Stored entries:
□ □ □ □ □ □ □
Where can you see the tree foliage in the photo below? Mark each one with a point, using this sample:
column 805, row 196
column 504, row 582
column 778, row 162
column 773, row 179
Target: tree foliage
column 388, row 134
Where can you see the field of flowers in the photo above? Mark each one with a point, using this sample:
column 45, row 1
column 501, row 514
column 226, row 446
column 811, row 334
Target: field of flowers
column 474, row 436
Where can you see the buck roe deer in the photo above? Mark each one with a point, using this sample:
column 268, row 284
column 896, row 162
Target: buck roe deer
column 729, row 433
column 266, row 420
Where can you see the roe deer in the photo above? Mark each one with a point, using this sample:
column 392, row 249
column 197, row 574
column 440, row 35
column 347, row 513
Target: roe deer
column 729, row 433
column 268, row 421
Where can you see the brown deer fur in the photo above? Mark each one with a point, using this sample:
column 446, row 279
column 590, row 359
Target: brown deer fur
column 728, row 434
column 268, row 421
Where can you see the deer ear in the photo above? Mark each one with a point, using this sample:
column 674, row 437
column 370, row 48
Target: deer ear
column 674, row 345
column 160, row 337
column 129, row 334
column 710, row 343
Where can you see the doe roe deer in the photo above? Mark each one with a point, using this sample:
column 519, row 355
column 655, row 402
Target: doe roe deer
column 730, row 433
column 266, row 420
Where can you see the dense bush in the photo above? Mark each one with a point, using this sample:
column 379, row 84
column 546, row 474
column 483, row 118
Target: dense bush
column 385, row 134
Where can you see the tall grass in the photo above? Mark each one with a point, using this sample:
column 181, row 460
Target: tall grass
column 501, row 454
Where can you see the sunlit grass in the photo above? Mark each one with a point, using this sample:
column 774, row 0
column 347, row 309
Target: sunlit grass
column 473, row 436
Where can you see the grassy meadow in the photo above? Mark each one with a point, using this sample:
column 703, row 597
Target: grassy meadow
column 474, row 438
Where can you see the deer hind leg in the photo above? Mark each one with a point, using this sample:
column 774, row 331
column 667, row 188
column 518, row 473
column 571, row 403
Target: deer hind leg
□ □ □ □ □ □ □
▸ **Exercise requirements**:
Reproduce exactly the entries above, limited to the lines from the one with "Target: deer ear" through the one with "column 181, row 460", both included.

▸ **Written response**:
Target: deer ear
column 674, row 345
column 160, row 337
column 129, row 334
column 710, row 343
Where can you see the doe roe deer in the photo above? Mark each one with a point, using this sample:
column 519, row 355
column 655, row 402
Target: doe roe deer
column 730, row 433
column 266, row 420
Where can you see the dense bush in the photo above? Mark each one with a point, using this sample:
column 379, row 84
column 546, row 474
column 483, row 118
Target: dense bush
column 385, row 134
Where can you see the tall grass in the photo above? Mark each one with a point, using this sample:
column 181, row 460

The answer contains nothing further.